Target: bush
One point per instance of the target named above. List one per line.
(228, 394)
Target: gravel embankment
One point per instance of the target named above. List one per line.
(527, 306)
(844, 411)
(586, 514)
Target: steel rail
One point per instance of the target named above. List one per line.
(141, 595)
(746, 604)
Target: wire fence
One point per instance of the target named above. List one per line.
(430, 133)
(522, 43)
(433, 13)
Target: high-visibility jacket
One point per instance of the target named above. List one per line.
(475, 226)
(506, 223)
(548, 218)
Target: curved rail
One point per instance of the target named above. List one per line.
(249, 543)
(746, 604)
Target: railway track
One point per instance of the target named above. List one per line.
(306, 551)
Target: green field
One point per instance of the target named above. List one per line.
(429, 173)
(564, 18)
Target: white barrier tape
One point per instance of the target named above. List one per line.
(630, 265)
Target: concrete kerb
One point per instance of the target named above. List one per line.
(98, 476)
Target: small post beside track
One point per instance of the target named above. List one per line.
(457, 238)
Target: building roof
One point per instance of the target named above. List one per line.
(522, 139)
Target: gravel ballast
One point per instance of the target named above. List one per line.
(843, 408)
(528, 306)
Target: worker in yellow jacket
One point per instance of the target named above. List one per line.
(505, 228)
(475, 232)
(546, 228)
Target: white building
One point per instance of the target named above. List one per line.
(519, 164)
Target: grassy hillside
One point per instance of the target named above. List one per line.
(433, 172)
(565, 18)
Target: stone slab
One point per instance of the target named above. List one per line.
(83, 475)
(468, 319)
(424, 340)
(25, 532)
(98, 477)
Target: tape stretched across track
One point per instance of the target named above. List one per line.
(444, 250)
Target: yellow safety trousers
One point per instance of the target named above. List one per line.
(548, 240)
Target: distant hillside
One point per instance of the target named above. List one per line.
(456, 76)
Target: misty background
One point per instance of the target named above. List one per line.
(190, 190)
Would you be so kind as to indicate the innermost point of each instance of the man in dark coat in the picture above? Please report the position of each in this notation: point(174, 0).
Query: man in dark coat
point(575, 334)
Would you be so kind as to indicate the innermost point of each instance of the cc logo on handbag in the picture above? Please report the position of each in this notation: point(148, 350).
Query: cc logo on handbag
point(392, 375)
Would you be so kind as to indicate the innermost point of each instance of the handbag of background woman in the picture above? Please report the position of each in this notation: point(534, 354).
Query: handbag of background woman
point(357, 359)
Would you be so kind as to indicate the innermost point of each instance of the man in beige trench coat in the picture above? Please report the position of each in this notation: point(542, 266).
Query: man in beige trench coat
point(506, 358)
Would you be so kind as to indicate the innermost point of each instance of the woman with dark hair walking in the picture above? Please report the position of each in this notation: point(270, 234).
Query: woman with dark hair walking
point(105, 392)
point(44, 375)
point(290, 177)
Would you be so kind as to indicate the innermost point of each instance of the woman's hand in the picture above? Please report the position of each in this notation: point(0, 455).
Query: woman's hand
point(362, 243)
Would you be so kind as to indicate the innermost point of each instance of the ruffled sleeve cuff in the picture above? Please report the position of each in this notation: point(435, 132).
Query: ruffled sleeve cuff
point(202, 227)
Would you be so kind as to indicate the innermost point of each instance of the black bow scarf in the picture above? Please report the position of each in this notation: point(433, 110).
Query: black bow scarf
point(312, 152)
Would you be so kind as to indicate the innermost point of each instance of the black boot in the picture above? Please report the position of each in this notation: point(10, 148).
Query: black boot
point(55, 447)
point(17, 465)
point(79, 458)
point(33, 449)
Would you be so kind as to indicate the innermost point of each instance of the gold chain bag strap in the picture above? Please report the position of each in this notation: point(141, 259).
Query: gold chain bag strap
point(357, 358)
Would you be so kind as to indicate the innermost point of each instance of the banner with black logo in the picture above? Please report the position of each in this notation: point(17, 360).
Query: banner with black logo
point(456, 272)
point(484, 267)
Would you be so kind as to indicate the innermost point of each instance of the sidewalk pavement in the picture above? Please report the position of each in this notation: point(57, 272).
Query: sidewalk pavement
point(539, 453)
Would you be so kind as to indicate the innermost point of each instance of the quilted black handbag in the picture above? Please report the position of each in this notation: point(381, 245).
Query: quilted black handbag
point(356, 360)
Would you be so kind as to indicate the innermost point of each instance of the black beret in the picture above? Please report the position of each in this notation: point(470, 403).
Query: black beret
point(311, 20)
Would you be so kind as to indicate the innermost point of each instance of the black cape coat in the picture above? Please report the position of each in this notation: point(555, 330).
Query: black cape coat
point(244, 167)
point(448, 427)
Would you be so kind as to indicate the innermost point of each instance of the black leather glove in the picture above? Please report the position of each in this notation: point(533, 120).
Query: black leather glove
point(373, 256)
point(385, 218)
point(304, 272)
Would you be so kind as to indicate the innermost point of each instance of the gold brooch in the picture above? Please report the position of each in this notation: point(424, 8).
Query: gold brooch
==
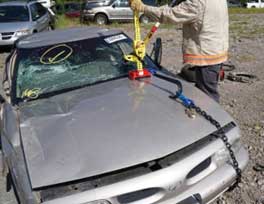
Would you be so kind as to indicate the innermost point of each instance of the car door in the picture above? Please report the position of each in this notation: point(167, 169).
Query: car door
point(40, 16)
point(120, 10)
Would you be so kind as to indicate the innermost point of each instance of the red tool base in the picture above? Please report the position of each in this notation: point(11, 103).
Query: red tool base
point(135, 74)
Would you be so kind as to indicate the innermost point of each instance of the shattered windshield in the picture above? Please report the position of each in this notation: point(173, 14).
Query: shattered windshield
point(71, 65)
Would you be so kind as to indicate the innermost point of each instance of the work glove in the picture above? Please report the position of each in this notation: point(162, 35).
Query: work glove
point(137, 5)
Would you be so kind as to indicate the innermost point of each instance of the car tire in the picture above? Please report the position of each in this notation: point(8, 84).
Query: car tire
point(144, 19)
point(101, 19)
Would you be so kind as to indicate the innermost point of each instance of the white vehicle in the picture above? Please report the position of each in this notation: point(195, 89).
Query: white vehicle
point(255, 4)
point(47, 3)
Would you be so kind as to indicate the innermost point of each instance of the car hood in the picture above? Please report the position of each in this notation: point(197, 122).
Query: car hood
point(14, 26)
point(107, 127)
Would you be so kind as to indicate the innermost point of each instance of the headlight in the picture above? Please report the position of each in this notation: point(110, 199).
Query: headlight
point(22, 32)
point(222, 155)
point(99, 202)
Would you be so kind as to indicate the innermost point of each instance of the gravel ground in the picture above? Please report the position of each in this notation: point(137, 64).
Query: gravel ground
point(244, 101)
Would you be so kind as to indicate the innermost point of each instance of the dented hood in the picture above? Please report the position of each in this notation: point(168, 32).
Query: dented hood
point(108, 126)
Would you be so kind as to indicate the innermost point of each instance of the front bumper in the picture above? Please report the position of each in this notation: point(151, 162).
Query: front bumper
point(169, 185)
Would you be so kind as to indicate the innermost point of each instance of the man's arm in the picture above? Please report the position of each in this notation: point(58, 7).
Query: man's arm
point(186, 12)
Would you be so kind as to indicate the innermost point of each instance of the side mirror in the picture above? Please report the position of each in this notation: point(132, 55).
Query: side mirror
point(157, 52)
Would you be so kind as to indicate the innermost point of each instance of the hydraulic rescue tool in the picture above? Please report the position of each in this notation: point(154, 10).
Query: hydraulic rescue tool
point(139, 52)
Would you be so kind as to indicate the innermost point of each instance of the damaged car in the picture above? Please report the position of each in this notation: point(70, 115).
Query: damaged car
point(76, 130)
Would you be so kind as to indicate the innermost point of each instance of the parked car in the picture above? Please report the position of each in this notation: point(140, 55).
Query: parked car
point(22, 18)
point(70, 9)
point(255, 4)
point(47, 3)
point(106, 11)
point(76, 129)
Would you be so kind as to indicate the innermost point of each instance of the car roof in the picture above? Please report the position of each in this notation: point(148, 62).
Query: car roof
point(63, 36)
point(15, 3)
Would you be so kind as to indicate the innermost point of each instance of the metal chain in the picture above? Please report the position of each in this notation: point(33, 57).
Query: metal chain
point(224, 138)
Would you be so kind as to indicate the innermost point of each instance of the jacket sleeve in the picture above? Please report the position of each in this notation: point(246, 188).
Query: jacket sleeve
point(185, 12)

- _WHAT YOU WILL DO_
Among the lines of the entries, count those containing the string "building" and give only the number.

- _EXPECTED ANSWER_
2